:: Your assignment ::
Could you repeat, word for word, every line from the one containing "Exercise. Pick out the tree" through the final line of the records below, and nothing else?

:: Task material ::

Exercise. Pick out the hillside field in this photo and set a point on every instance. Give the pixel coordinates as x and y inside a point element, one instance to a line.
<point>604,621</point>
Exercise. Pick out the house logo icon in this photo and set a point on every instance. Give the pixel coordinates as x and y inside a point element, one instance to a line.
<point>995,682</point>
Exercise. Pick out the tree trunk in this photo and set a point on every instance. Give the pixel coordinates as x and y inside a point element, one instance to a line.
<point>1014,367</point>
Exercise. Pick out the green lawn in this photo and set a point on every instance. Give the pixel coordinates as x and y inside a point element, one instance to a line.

:: Answer to this problem ::
Exercise. Pick out the tree trunk in this photo and set a point on every instance. Give the pixel coordinates as x and y inside a point element, one instance to a line.
<point>1014,367</point>
Exercise. Pick out the green lawn in this photo and set a point on every instance. Give the pixel coordinates as x and y inside a point element, one instance to a line.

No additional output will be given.